» Written request: Copy out the data from its first line through the line holding "[141,81,256,210]", including both ends. Leave the pictures out of your copy.

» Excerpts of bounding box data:
>>>>

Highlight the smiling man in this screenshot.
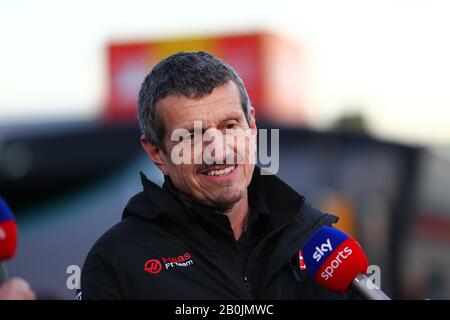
[81,52,345,299]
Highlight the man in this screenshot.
[81,52,344,299]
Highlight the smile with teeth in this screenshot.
[207,166,236,176]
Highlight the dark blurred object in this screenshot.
[332,113,369,134]
[0,122,140,214]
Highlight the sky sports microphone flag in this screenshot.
[0,197,17,263]
[303,227,369,293]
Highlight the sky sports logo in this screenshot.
[144,252,194,275]
[302,226,381,293]
[313,238,353,281]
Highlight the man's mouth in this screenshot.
[201,165,237,177]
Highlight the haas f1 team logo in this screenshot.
[144,259,162,274]
[144,252,194,274]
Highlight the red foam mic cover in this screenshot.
[0,220,17,261]
[315,238,369,293]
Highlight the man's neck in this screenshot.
[223,192,249,240]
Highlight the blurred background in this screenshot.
[0,0,450,299]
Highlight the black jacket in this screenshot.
[81,168,346,299]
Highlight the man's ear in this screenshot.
[249,107,258,135]
[140,135,169,175]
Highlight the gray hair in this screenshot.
[138,51,251,150]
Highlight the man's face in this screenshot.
[141,81,256,210]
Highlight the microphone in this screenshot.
[0,197,17,285]
[302,227,391,300]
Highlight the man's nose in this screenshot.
[205,133,232,164]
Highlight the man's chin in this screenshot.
[210,192,245,212]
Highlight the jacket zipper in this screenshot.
[242,199,304,296]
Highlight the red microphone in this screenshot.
[0,197,17,285]
[302,227,390,300]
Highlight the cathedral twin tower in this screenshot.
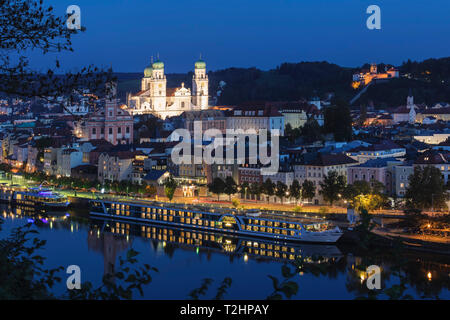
[128,59,208,119]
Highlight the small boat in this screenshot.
[245,209,261,217]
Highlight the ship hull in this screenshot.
[90,211,343,244]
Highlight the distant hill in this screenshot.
[117,58,450,108]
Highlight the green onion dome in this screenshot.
[144,66,153,78]
[195,59,206,69]
[152,60,164,69]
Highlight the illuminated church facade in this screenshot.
[127,59,209,119]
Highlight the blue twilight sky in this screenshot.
[27,0,450,73]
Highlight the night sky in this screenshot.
[27,0,450,73]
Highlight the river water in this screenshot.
[0,206,450,299]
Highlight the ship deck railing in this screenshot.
[93,197,328,225]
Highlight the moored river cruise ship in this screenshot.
[0,184,70,210]
[90,199,343,243]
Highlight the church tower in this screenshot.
[141,59,153,91]
[406,89,416,124]
[192,58,208,110]
[150,59,167,111]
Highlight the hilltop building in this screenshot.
[352,63,399,89]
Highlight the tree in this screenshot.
[405,166,447,209]
[289,179,302,202]
[301,117,322,142]
[238,181,250,198]
[302,179,316,201]
[275,181,287,202]
[319,171,346,205]
[249,183,262,198]
[0,0,115,105]
[145,184,157,198]
[164,175,178,201]
[342,180,386,211]
[208,178,225,201]
[0,218,158,300]
[223,177,237,201]
[262,178,275,202]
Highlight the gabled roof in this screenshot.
[143,170,168,181]
[414,151,449,165]
[308,153,358,167]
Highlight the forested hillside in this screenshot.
[117,58,450,108]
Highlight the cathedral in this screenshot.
[127,59,208,119]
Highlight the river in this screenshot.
[0,206,450,299]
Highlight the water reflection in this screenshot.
[0,206,450,299]
[90,218,343,262]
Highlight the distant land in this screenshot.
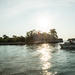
[0,29,63,45]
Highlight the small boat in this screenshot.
[60,40,75,49]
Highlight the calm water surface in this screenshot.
[0,44,75,75]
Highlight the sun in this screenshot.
[37,16,50,32]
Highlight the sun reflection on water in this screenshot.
[38,44,51,70]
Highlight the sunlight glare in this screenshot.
[37,16,50,32]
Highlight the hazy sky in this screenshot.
[0,0,75,39]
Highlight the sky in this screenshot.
[0,0,75,39]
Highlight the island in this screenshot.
[0,29,63,45]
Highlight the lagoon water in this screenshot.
[0,44,75,75]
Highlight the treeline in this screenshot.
[0,29,63,44]
[26,29,63,43]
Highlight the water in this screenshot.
[0,44,75,75]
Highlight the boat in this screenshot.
[60,39,75,49]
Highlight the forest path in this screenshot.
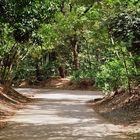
[0,89,136,140]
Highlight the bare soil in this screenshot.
[0,85,31,128]
[88,87,140,125]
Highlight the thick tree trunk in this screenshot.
[70,34,80,70]
[58,66,66,78]
[73,45,80,70]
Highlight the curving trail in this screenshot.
[0,89,137,140]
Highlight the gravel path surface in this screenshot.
[0,89,137,140]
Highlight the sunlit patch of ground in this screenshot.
[0,89,139,140]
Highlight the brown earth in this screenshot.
[88,88,140,125]
[0,85,31,128]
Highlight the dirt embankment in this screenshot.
[88,88,140,125]
[0,85,31,128]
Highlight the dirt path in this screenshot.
[0,89,138,140]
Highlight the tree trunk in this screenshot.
[58,66,66,78]
[70,34,80,70]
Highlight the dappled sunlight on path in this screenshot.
[0,89,138,140]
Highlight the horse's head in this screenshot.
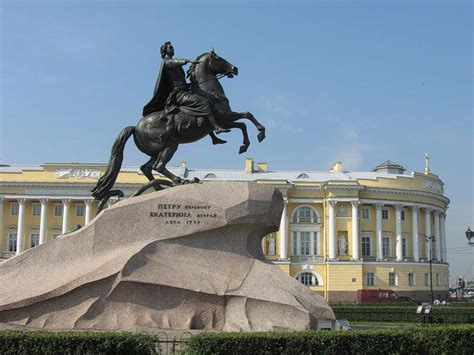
[188,49,239,83]
[207,49,239,78]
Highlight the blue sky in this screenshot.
[0,0,474,279]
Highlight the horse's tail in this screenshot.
[91,126,135,200]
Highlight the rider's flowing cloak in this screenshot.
[143,60,172,116]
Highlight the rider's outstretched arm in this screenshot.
[165,59,191,68]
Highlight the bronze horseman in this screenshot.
[92,42,265,209]
[143,42,230,140]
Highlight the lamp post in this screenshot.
[466,227,474,247]
[425,235,434,304]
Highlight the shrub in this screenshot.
[0,330,159,355]
[183,325,474,354]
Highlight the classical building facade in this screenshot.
[0,159,449,302]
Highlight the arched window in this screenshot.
[296,271,319,286]
[293,206,319,223]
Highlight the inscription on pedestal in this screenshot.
[150,203,217,224]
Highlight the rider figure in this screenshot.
[143,42,230,139]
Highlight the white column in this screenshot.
[293,232,301,256]
[411,206,420,262]
[16,198,26,255]
[395,205,403,261]
[280,199,288,260]
[434,210,441,261]
[425,208,433,260]
[375,203,383,260]
[439,213,448,262]
[40,198,48,245]
[328,200,337,260]
[352,201,360,260]
[62,198,71,234]
[84,200,93,225]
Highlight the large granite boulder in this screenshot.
[0,182,334,331]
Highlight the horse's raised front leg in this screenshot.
[224,111,265,142]
[209,132,227,145]
[224,122,250,154]
[153,144,199,185]
[140,156,159,190]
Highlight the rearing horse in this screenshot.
[92,50,265,206]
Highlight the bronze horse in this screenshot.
[92,50,265,210]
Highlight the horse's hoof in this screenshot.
[212,138,227,145]
[239,145,248,154]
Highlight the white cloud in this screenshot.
[329,118,371,171]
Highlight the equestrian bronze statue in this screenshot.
[92,42,265,210]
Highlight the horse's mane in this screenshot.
[186,52,208,85]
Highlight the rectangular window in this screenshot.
[312,232,318,255]
[362,237,372,256]
[299,232,311,255]
[76,205,84,217]
[382,237,390,256]
[362,208,370,219]
[8,233,17,252]
[10,202,19,216]
[292,232,298,256]
[31,203,41,216]
[30,233,39,248]
[388,272,397,286]
[367,272,375,286]
[53,205,63,216]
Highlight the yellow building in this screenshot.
[0,159,449,302]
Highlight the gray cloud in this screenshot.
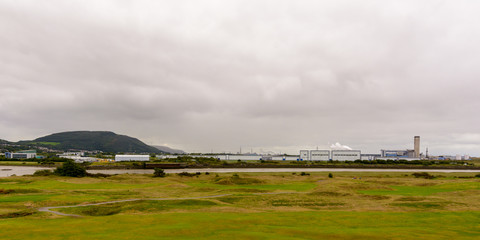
[0,0,480,155]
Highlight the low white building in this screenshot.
[115,155,150,162]
[59,155,98,163]
[310,150,330,161]
[5,150,37,159]
[332,150,362,161]
[298,150,310,161]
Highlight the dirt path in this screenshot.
[38,192,296,217]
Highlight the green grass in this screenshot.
[359,182,480,196]
[0,211,480,240]
[34,142,60,146]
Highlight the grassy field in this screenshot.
[0,172,480,239]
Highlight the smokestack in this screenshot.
[413,136,420,158]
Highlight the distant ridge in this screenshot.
[152,145,185,154]
[30,131,162,153]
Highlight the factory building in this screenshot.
[381,149,415,158]
[299,150,310,161]
[5,150,37,159]
[331,150,362,161]
[115,155,150,162]
[413,136,420,158]
[310,150,330,161]
[299,150,361,161]
[381,136,422,160]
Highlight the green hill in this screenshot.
[30,131,162,153]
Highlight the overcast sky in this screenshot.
[0,0,480,156]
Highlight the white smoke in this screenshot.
[330,142,352,150]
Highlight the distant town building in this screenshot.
[5,150,37,159]
[115,155,150,162]
[331,150,362,161]
[299,150,361,161]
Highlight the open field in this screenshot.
[0,172,480,239]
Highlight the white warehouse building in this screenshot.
[310,150,330,161]
[331,150,362,161]
[115,155,150,162]
[299,150,362,161]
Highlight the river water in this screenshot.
[0,166,480,177]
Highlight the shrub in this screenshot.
[153,168,167,177]
[87,173,110,178]
[53,160,87,177]
[33,169,53,176]
[177,172,197,177]
[412,172,435,179]
[0,189,15,194]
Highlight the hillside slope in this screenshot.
[32,131,162,153]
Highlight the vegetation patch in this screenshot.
[308,192,352,197]
[215,174,264,185]
[412,172,435,179]
[391,202,449,209]
[395,197,426,202]
[0,194,56,203]
[60,199,218,216]
[359,182,480,196]
[360,194,392,200]
[269,199,345,207]
[0,211,35,219]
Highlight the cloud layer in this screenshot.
[0,0,480,156]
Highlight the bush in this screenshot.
[53,160,87,177]
[412,172,435,179]
[33,169,53,176]
[153,168,167,177]
[87,173,111,178]
[177,172,197,177]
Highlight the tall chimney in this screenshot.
[413,136,420,158]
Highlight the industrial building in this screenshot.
[299,150,361,161]
[380,149,415,158]
[381,136,422,160]
[5,150,37,159]
[310,150,330,161]
[115,155,150,162]
[331,150,362,161]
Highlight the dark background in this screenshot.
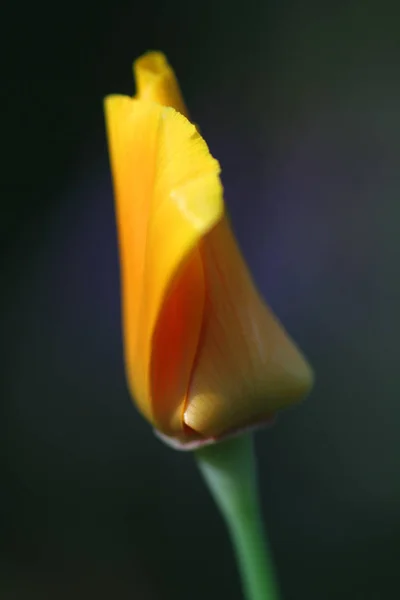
[0,0,400,600]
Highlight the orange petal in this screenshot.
[105,96,223,435]
[184,219,313,437]
[133,52,188,117]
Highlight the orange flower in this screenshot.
[105,52,313,447]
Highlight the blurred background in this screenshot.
[0,0,400,600]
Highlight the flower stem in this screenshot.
[195,434,279,600]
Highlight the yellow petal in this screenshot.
[184,218,313,438]
[133,52,188,117]
[105,96,223,435]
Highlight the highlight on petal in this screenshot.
[105,96,224,436]
[184,218,313,439]
[133,52,188,117]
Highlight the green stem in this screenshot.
[195,434,279,600]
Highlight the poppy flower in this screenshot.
[105,52,313,448]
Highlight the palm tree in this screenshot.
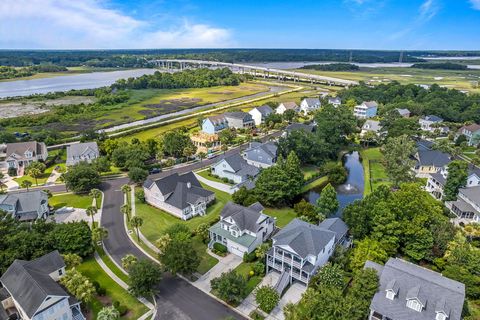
[130,216,143,241]
[21,180,32,191]
[97,306,120,320]
[85,206,98,229]
[90,188,102,208]
[92,227,108,243]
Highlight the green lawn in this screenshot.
[77,258,148,319]
[48,193,94,209]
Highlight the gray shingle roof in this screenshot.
[0,251,69,318]
[365,258,465,320]
[273,219,335,258]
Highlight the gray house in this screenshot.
[0,251,85,320]
[0,190,50,221]
[67,142,100,166]
[211,153,260,184]
[209,202,275,257]
[243,141,278,168]
[223,111,255,129]
[365,258,465,320]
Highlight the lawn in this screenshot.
[77,258,148,319]
[48,193,95,209]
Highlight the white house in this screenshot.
[209,202,275,257]
[143,172,215,220]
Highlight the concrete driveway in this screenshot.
[193,253,242,292]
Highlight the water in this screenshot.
[305,151,364,216]
[0,69,156,98]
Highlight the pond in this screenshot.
[305,151,364,216]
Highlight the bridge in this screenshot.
[150,59,358,87]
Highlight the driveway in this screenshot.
[193,253,242,292]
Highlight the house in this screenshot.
[67,142,100,166]
[300,98,321,114]
[266,219,337,284]
[418,115,448,132]
[395,108,410,118]
[248,105,273,126]
[5,141,48,176]
[445,185,480,223]
[143,172,215,220]
[457,123,480,146]
[414,150,452,178]
[353,101,378,119]
[202,114,228,134]
[275,101,300,114]
[328,97,342,108]
[0,251,85,320]
[365,258,465,320]
[243,141,278,168]
[224,111,255,129]
[0,190,50,221]
[360,120,382,137]
[209,202,275,257]
[211,153,260,184]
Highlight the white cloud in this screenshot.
[469,0,480,10]
[0,0,233,49]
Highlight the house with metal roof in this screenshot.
[143,172,215,220]
[365,258,465,320]
[211,153,260,184]
[0,251,85,320]
[242,141,278,168]
[208,202,275,257]
[0,190,50,221]
[248,104,273,126]
[67,141,100,166]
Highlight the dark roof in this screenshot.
[418,150,452,168]
[0,251,69,318]
[365,258,465,320]
[273,218,336,258]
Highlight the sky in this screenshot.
[0,0,480,50]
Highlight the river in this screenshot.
[305,151,364,217]
[0,69,156,98]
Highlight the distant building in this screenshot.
[353,101,378,119]
[224,111,255,129]
[275,101,300,114]
[365,258,465,320]
[0,251,85,320]
[143,172,215,220]
[300,98,322,114]
[67,142,100,166]
[209,202,275,257]
[0,190,50,221]
[243,142,278,168]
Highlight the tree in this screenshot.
[382,135,416,187]
[128,167,148,185]
[130,216,143,241]
[255,285,280,313]
[62,253,83,269]
[63,161,100,193]
[60,269,95,303]
[128,259,162,296]
[122,254,138,271]
[97,306,120,320]
[20,180,32,191]
[210,270,247,304]
[85,206,98,228]
[443,160,468,201]
[317,183,339,217]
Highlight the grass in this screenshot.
[77,258,148,319]
[48,193,94,209]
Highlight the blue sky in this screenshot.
[0,0,480,50]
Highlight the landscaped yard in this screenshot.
[77,257,148,319]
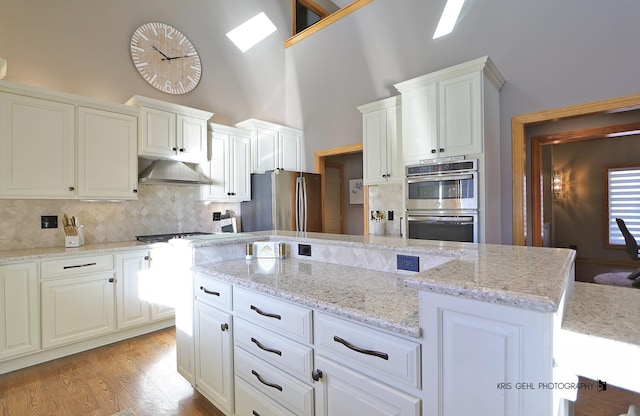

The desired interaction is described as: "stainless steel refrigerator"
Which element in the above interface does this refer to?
[240,170,322,232]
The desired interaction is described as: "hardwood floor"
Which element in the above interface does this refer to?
[0,328,223,416]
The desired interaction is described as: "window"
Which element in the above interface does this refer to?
[605,164,640,246]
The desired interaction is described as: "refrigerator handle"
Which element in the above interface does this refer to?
[302,176,308,232]
[296,178,300,231]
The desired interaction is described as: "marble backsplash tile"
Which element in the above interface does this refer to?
[365,184,404,235]
[0,185,240,250]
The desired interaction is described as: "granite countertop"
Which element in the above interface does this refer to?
[0,240,150,264]
[406,244,575,312]
[194,258,421,338]
[554,282,640,392]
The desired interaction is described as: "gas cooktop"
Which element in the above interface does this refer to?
[136,231,212,244]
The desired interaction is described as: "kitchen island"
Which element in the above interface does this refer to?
[186,231,575,415]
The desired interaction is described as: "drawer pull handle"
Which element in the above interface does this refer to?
[251,370,282,391]
[251,305,282,320]
[200,286,220,296]
[333,335,389,360]
[311,369,322,381]
[62,263,96,270]
[251,337,282,356]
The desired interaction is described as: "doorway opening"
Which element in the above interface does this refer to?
[315,143,362,235]
[511,95,640,246]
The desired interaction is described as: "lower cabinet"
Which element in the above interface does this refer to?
[315,355,422,416]
[0,262,40,361]
[41,272,115,348]
[194,300,234,413]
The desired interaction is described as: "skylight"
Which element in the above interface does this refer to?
[227,12,276,52]
[433,0,464,39]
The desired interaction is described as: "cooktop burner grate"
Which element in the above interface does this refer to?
[136,231,211,244]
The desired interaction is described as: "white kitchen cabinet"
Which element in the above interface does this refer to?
[201,123,251,201]
[0,81,138,200]
[236,119,304,173]
[395,57,505,164]
[420,291,562,416]
[358,97,405,185]
[0,262,40,361]
[0,92,76,198]
[78,107,138,199]
[314,355,420,416]
[127,95,213,163]
[40,271,115,348]
[194,292,234,414]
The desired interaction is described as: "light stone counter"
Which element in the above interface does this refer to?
[194,258,421,338]
[0,240,149,264]
[556,282,640,392]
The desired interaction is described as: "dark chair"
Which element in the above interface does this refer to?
[616,218,640,287]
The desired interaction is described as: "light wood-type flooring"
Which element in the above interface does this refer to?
[0,328,222,416]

<<<<

» Exercise result:
Highlight the smiling man in this screenshot.
[81,52,345,299]
Highlight the man in this screenshot.
[81,52,344,299]
Highlight the smile with teeth in this screenshot.
[207,166,236,176]
Highlight the dark blurred object in this screenshot.
[332,113,369,134]
[0,122,140,214]
Highlight the sky sports microphone flag in this screenshot.
[0,197,17,263]
[303,227,369,293]
Highlight the sky sports logo in this screenshot.
[144,252,194,275]
[302,226,381,293]
[313,238,353,281]
Highlight the man's mouth in this screenshot.
[201,165,237,177]
Highlight the haas f1 team logo in this screenshot.
[144,259,162,274]
[144,252,194,274]
Highlight the red foam mic cover in this screenshot.
[0,220,17,261]
[315,238,369,293]
Highlight the man's neck in this screenshot.
[223,192,249,240]
Highlight the blurred background in this screenshot.
[0,0,450,299]
Highlight the black jacket in this screenshot.
[81,168,346,299]
Highlight the man's ear in this screenshot.
[249,107,258,135]
[140,135,169,175]
Highlight the gray hair in this screenshot.
[138,51,251,150]
Highlight the man's face in this screenshot.
[141,81,256,210]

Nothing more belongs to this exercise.